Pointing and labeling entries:
-- START --
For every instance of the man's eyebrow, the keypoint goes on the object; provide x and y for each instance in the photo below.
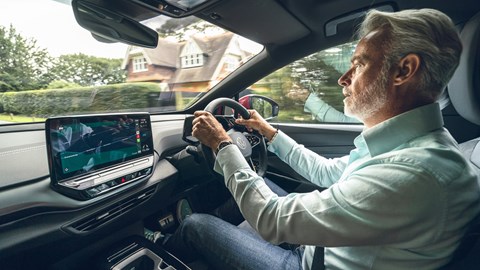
(360, 58)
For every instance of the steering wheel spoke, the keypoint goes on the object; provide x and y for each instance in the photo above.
(245, 141)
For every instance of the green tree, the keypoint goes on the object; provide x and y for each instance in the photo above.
(23, 65)
(88, 70)
(314, 74)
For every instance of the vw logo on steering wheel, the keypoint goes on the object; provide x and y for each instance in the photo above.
(241, 143)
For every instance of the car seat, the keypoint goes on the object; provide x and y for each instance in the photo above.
(464, 92)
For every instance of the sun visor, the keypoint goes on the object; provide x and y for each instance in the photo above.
(265, 22)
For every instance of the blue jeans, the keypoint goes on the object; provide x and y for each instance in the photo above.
(225, 246)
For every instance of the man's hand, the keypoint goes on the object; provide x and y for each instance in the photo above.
(208, 130)
(256, 122)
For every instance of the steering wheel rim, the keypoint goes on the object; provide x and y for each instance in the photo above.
(243, 140)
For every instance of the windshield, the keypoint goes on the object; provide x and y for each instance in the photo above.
(50, 66)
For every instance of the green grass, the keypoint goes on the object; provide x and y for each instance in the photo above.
(20, 118)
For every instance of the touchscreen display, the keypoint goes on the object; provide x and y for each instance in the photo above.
(81, 145)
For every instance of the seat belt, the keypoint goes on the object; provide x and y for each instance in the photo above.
(318, 262)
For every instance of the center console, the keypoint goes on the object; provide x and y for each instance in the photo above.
(139, 254)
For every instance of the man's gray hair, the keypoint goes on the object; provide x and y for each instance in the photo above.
(428, 33)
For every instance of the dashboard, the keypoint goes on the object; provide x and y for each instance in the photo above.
(49, 218)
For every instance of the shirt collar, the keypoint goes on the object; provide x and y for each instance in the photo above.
(400, 129)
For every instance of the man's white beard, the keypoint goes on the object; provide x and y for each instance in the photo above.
(369, 101)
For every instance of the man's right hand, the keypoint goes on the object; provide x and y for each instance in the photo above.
(256, 122)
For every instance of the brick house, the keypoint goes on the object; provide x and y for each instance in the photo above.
(191, 66)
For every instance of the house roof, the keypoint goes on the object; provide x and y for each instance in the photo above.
(213, 48)
(165, 54)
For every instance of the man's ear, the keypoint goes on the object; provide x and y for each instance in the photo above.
(407, 69)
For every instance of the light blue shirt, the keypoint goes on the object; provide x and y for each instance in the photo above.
(402, 199)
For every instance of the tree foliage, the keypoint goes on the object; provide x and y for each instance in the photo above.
(86, 70)
(23, 65)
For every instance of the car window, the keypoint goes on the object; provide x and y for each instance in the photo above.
(50, 66)
(307, 89)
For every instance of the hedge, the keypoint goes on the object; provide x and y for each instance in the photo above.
(44, 103)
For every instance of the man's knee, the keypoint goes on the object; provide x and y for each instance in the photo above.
(194, 224)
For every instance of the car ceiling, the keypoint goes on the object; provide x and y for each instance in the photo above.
(289, 29)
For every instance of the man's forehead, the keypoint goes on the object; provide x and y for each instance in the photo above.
(369, 46)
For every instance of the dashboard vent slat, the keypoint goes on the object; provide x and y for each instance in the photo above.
(102, 217)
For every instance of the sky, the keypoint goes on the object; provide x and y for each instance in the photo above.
(65, 36)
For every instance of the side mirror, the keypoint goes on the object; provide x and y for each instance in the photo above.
(110, 26)
(267, 107)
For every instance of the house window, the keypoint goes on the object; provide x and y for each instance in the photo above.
(192, 60)
(139, 64)
(231, 63)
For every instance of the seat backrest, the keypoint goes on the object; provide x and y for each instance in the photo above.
(467, 256)
(464, 92)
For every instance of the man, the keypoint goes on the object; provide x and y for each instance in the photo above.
(403, 197)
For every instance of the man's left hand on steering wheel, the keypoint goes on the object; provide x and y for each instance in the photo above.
(211, 133)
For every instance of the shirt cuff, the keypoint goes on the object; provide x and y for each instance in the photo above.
(229, 160)
(282, 145)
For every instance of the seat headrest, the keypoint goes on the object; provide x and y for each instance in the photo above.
(475, 158)
(464, 87)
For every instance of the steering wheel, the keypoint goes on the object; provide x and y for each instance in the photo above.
(248, 143)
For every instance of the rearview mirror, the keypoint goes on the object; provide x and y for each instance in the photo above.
(265, 106)
(110, 26)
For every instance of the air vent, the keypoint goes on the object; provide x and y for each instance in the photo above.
(100, 218)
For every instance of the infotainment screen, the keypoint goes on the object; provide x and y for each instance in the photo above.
(90, 146)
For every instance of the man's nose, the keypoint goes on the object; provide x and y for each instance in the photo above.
(345, 80)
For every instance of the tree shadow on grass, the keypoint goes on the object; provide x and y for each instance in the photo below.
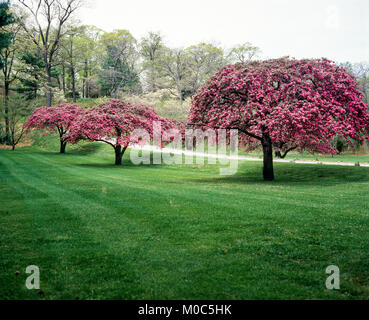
(85, 149)
(294, 175)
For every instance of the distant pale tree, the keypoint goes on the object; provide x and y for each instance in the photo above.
(120, 63)
(361, 73)
(174, 65)
(243, 53)
(44, 25)
(150, 50)
(6, 55)
(204, 60)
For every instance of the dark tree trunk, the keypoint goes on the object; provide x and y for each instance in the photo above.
(63, 145)
(73, 84)
(63, 79)
(6, 106)
(268, 170)
(278, 154)
(119, 152)
(49, 93)
(118, 155)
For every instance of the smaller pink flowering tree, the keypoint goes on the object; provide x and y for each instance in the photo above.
(114, 122)
(57, 119)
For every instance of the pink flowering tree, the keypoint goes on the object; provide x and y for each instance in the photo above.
(114, 122)
(283, 104)
(57, 119)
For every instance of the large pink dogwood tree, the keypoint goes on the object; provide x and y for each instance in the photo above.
(56, 119)
(283, 104)
(114, 122)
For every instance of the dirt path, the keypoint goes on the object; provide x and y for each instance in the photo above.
(244, 158)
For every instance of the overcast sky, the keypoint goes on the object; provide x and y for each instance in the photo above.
(335, 29)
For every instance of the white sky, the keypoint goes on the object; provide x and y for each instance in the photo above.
(335, 29)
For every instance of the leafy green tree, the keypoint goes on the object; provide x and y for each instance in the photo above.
(120, 63)
(150, 50)
(204, 60)
(6, 58)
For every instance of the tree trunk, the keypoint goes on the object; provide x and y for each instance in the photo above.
(119, 152)
(63, 145)
(6, 106)
(118, 155)
(49, 93)
(268, 171)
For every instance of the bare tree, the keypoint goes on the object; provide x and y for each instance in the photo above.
(243, 53)
(44, 26)
(174, 64)
(361, 73)
(7, 67)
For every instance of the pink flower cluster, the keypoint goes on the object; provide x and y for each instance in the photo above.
(114, 121)
(297, 103)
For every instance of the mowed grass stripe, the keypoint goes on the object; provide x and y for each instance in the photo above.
(188, 233)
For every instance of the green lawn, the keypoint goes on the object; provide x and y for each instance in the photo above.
(98, 231)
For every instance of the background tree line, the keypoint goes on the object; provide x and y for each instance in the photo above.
(47, 57)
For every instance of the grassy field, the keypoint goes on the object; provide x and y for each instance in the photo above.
(98, 231)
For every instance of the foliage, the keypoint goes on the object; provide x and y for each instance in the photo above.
(57, 119)
(284, 103)
(16, 111)
(179, 232)
(113, 122)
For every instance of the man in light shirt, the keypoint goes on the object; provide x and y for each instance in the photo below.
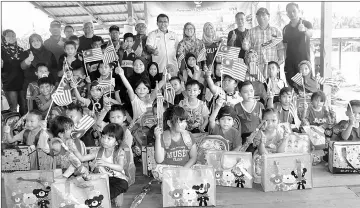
(162, 44)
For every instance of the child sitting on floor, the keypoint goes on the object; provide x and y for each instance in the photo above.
(198, 112)
(33, 135)
(175, 146)
(113, 159)
(226, 116)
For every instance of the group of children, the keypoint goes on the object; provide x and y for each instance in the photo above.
(247, 113)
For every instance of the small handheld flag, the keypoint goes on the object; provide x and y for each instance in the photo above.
(234, 68)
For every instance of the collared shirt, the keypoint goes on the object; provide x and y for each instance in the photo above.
(52, 44)
(166, 43)
(257, 36)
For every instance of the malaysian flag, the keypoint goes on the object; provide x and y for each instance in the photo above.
(169, 93)
(107, 84)
(233, 68)
(202, 55)
(271, 43)
(85, 123)
(255, 71)
(180, 58)
(62, 95)
(109, 54)
(94, 54)
(228, 51)
(298, 79)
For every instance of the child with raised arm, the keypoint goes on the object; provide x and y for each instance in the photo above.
(175, 145)
(198, 112)
(224, 128)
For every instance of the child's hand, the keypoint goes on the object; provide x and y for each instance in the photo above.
(100, 162)
(7, 129)
(220, 102)
(88, 80)
(119, 71)
(158, 131)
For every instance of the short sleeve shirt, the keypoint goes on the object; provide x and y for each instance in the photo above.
(249, 120)
(232, 135)
(298, 44)
(177, 153)
(196, 113)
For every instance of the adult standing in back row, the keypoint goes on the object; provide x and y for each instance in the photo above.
(237, 36)
(162, 44)
(296, 40)
(86, 39)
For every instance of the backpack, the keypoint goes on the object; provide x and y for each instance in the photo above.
(210, 142)
(10, 118)
(185, 137)
(129, 166)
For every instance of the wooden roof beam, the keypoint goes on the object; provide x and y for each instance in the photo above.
(97, 19)
(36, 5)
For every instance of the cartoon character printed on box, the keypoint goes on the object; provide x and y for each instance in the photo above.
(42, 197)
(202, 196)
(177, 195)
(239, 177)
(228, 178)
(29, 200)
(300, 177)
(218, 176)
(95, 202)
(190, 197)
(18, 199)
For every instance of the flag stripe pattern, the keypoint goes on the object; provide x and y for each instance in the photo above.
(271, 43)
(228, 52)
(62, 95)
(109, 54)
(233, 68)
(94, 54)
(202, 55)
(181, 57)
(169, 93)
(297, 79)
(85, 123)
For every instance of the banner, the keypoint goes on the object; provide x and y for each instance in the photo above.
(221, 14)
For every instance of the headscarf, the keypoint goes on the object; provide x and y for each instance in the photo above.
(41, 55)
(209, 40)
(11, 50)
(157, 77)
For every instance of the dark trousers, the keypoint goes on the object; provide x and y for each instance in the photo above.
(117, 187)
(16, 98)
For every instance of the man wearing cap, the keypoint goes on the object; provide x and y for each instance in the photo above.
(162, 44)
(140, 42)
(55, 43)
(114, 32)
(86, 39)
(262, 34)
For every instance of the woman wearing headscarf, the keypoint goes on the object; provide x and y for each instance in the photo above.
(211, 41)
(190, 44)
(38, 54)
(11, 73)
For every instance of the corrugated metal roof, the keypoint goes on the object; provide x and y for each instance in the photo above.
(103, 13)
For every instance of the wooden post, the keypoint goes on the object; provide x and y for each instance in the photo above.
(340, 52)
(326, 44)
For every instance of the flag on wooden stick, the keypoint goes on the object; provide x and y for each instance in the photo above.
(233, 68)
(94, 54)
(62, 95)
(228, 52)
(271, 43)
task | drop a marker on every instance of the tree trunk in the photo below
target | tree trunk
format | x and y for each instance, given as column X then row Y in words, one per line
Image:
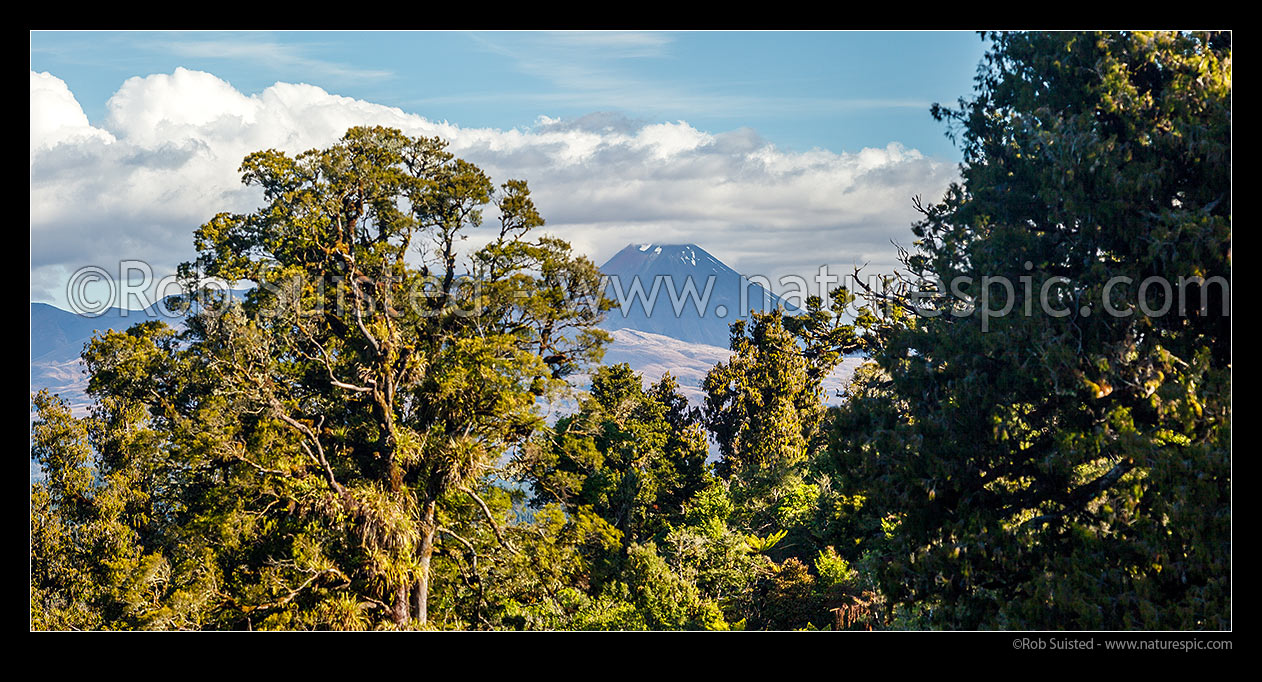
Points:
column 399, row 614
column 428, row 528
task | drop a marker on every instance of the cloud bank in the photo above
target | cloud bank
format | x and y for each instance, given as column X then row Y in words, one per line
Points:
column 165, row 159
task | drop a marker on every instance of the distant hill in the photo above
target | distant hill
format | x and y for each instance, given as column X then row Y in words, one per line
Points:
column 680, row 291
column 57, row 339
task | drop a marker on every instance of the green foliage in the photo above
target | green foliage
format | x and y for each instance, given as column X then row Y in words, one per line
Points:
column 630, row 455
column 314, row 440
column 1064, row 471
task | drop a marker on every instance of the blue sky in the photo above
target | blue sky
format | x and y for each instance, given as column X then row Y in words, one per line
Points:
column 799, row 90
column 779, row 153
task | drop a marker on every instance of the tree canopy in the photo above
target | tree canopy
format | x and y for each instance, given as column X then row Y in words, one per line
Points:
column 1039, row 437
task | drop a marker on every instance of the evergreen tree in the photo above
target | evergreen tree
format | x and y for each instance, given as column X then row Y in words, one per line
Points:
column 1061, row 466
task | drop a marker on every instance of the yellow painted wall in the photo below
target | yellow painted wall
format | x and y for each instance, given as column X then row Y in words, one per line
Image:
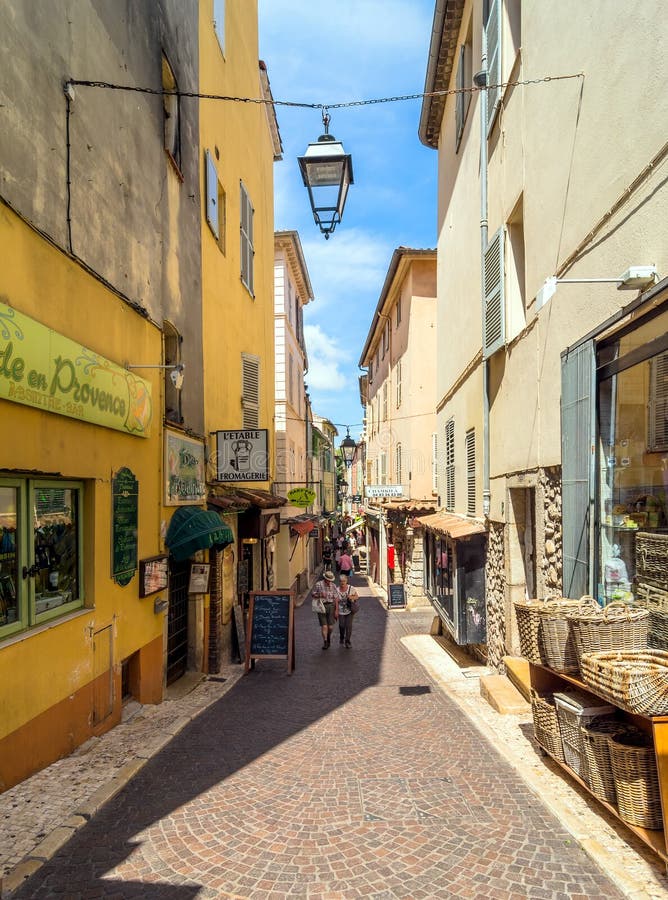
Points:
column 43, row 666
column 233, row 321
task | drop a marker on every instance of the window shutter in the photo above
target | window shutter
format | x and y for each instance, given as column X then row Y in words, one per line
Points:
column 212, row 195
column 250, row 387
column 494, row 319
column 658, row 404
column 470, row 472
column 578, row 417
column 493, row 33
column 450, row 465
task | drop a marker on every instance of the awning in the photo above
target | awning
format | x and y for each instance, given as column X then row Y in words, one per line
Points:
column 454, row 526
column 193, row 529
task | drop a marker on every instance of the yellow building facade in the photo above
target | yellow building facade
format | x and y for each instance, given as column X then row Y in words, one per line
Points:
column 74, row 637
-- END --
* _EXERCISE REQUIREMENTS_:
Repeat, exactly and only, the lines above from the one containing "task | drop a marker on every instance of the awning" through the end of the material.

* _SOLUTION TO THE PROBLEM_:
task | drop a marker on every instance of the awning in the photo above
target | awning
format | x and y for each instance, given as column X then row Y in words, one per line
Points:
column 454, row 526
column 193, row 529
task | drop a marker on every instance of the yellow building facade in the photo above
target | yellow building facade
format | x and y for each instance, given as column X then row Y in words, one per line
Points:
column 74, row 637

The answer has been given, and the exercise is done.